→ **Problem**:
No line of the records may be dropped; print them all again exactly.

→ **Provided information**:
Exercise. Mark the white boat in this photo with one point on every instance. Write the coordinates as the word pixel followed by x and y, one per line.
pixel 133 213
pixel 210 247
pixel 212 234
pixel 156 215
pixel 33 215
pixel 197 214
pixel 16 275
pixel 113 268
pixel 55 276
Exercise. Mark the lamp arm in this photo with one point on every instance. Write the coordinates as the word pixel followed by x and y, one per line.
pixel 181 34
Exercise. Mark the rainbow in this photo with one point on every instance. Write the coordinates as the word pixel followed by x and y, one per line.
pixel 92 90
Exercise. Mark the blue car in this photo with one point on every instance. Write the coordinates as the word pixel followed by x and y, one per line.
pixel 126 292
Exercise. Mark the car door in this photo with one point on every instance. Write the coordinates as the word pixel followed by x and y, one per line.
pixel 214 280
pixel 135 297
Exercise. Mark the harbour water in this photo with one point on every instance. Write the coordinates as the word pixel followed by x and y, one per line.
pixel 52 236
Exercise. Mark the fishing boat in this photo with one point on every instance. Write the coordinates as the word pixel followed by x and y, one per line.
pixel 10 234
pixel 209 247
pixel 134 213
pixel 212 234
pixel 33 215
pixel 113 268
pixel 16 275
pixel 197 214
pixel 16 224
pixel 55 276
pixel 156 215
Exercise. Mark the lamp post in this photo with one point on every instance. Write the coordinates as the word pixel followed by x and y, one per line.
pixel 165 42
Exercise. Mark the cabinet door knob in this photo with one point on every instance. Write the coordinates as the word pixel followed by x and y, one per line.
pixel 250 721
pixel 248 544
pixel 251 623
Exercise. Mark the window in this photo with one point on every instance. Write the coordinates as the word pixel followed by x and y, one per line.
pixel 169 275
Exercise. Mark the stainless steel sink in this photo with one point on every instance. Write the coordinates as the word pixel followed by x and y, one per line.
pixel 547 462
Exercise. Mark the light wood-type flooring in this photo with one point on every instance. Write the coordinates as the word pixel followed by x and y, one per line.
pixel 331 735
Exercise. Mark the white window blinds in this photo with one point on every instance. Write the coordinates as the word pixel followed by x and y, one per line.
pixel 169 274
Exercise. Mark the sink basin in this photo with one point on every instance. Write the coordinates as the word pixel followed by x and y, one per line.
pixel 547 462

→ **Answer to this task**:
Exercise. Mark the white boat in this photo with one point on every instance. Write the coordinates as the word pixel followed by x and y, one per line.
pixel 133 213
pixel 210 247
pixel 212 234
pixel 156 215
pixel 33 215
pixel 197 214
pixel 16 275
pixel 113 268
pixel 55 276
Exercise. Mark the lamp arm in this photo with one point on every instance. Write the coordinates as the word pixel followed by x and y, one per line.
pixel 181 34
Exercise. Mark the rainbow in this photo with one point on every instance. Write the coordinates as the word pixel followed by x and y, one per line.
pixel 92 90
Exercise. Mark the blue car in this photo with one point on every instance. Write the coordinates as the word pixel followed by x and y, one per line.
pixel 126 292
Exercise. Mark the car door in this photo with one point on every instance. Write the coordinates as the word pixel followed by x and y, one per line.
pixel 214 280
pixel 135 297
Exercise. Mark the harbour water in this photo with one point on every instance. Write the coordinates as the word pixel followed by x and y, one per line.
pixel 52 236
Exercise. Mark the fishing boat in this photo with one point on every instance. Write the coordinates as the word pixel followed by x and y, one per line.
pixel 10 234
pixel 209 247
pixel 134 213
pixel 212 234
pixel 33 215
pixel 113 268
pixel 16 275
pixel 197 214
pixel 16 224
pixel 55 276
pixel 156 215
Exercise. Mark the lamp post in this photo with one point on every instance. Write the coordinates as the word pixel followed by x and y, one per line.
pixel 165 42
Exercise. Mark the cabinet door knob in this photo with one point on every instance. Write the coordinates as the word pixel followed by x and y, one per line.
pixel 250 721
pixel 248 544
pixel 251 623
Exercise. Mark the window in this photo with one point on every instance. Write the coordinates as the word pixel followed by x and y, one per line.
pixel 169 275
Exercise. Mark the stainless steel sink in this photo with one point on every instance. Write the coordinates as the word pixel followed by x and y, one per line.
pixel 547 462
Exercise. Mark the light wood-type flooring in this photo with one point on every instance. Write the coordinates as the word pixel followed by x and y, one per line.
pixel 331 735
Exercise. Mark the white window blinds in this photo with one point on every instance. Write the coordinates as the word pixel followed by x and y, one per line.
pixel 169 274
Exercise. Mark the sink basin in this photo with one point on every instance. Write the coordinates as the word pixel followed by x and y, one per line.
pixel 547 462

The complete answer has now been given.